▶ [TASK REQUIREMENTS]: Repeat verbatim, and only, the lines of the data below, beginning at the line that contains "column 490, row 300" and stopping after the line that contains "column 204, row 100".

• • • • •

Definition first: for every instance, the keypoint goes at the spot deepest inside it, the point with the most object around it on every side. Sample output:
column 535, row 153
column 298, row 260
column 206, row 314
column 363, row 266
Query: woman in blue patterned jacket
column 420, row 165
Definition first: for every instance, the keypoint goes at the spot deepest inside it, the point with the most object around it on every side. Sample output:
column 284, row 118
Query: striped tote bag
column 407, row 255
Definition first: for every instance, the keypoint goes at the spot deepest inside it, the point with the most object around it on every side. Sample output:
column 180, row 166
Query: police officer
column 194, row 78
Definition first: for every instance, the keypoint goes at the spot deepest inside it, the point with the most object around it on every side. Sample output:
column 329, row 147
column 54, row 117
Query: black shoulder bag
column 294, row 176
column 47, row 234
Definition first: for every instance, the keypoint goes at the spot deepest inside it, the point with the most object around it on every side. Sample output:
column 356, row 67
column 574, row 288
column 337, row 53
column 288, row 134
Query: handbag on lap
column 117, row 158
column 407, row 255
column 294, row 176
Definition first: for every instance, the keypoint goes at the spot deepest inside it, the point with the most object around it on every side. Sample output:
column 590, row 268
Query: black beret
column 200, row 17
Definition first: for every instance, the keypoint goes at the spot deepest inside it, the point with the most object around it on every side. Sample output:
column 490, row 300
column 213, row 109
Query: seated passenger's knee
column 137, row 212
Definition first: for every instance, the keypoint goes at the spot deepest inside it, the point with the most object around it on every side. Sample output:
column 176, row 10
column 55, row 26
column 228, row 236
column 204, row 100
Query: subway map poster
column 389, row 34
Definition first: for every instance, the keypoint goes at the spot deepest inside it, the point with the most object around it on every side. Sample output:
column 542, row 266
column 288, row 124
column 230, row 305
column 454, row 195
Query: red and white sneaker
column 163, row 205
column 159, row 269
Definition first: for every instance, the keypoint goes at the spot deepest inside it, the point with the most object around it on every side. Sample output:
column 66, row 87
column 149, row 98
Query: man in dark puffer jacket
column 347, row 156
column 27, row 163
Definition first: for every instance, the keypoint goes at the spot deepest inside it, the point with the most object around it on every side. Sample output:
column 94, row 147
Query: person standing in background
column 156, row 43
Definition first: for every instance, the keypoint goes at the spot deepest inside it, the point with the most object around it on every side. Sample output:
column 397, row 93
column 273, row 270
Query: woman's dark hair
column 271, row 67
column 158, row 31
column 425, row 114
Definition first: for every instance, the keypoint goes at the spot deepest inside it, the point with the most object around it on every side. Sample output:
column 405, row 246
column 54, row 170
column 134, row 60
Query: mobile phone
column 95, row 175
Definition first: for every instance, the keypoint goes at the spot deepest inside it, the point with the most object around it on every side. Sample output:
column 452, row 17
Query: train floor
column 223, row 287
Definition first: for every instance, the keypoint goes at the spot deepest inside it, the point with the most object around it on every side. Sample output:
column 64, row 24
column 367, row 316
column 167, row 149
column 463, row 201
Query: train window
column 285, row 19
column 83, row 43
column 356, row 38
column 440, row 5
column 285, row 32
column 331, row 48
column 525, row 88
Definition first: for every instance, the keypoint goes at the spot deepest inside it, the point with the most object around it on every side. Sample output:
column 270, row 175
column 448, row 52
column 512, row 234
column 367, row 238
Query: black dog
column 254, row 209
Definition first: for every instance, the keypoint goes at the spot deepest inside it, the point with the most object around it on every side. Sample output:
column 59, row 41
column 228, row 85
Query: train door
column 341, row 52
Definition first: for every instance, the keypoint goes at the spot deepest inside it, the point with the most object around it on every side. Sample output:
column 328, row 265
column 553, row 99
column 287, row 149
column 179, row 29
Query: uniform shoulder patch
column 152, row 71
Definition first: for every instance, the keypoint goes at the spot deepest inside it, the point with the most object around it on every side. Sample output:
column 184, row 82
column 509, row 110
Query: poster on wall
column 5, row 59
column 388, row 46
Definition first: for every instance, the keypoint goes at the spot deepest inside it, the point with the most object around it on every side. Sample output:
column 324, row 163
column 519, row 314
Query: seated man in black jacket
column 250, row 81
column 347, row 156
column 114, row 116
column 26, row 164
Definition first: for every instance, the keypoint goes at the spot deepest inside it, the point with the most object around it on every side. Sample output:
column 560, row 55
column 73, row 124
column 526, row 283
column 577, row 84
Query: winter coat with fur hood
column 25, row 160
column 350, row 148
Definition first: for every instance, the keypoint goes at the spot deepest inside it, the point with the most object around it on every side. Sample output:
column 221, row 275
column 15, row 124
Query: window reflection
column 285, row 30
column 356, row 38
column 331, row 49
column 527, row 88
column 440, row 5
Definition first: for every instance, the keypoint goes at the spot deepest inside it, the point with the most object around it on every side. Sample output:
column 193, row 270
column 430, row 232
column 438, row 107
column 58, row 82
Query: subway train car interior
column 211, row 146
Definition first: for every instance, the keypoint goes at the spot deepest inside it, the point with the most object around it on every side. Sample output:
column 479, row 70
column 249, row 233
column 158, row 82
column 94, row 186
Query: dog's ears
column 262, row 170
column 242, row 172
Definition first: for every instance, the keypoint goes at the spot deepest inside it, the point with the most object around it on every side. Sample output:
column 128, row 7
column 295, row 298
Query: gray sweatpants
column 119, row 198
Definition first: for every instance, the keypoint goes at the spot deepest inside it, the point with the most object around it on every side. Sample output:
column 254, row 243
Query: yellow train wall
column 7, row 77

• • • • •

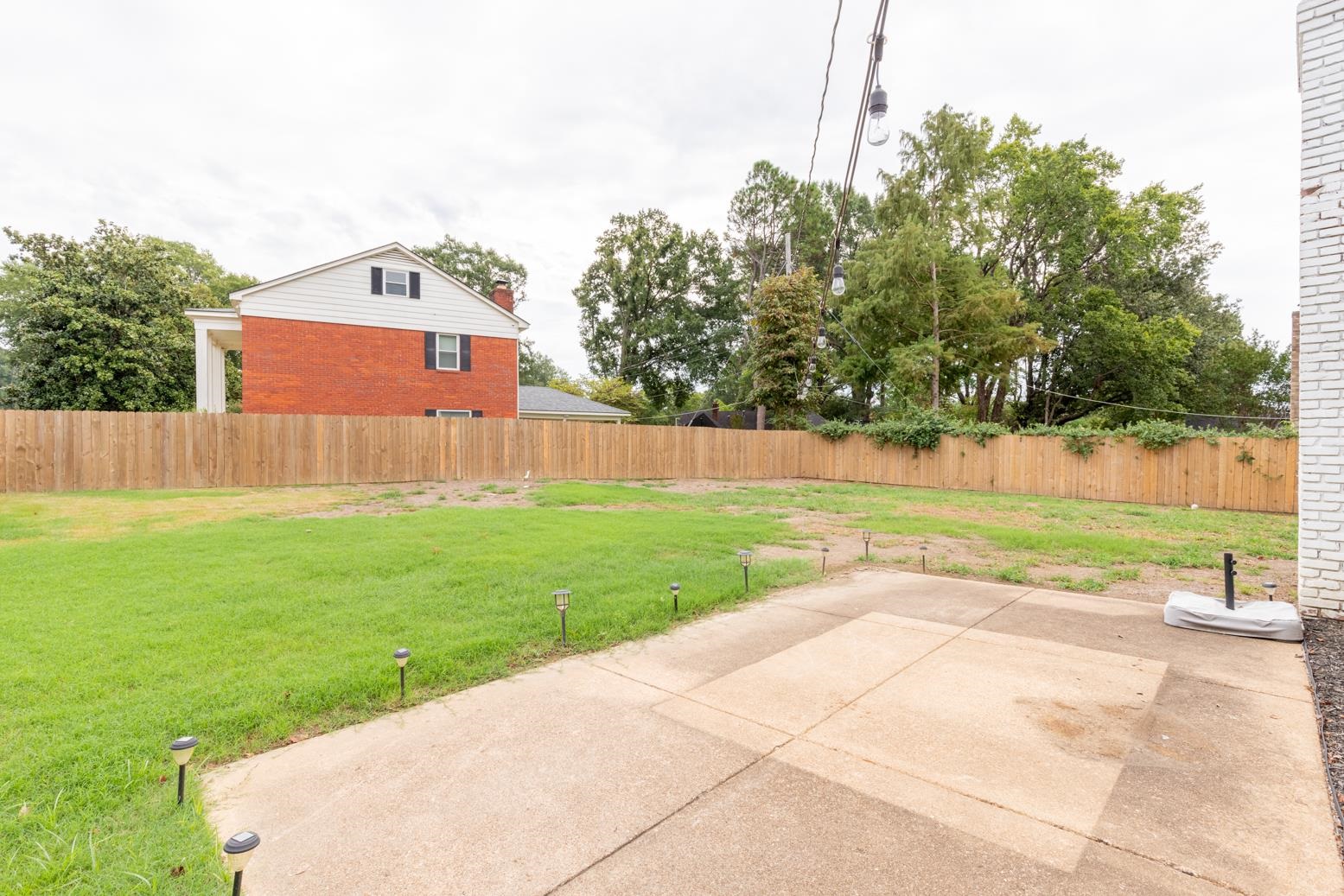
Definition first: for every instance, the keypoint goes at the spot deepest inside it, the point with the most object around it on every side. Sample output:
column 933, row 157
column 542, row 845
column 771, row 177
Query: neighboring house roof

• • • • •

▶ [EXERCISE RESPONSE]:
column 490, row 300
column 213, row 109
Query: seated passenger's knee
column 137, row 212
Definition first: for every instance, the keypoint goes at the spot deepest inside it, the point with the most object around it on every side. Sample output:
column 176, row 10
column 55, row 26
column 228, row 236
column 204, row 100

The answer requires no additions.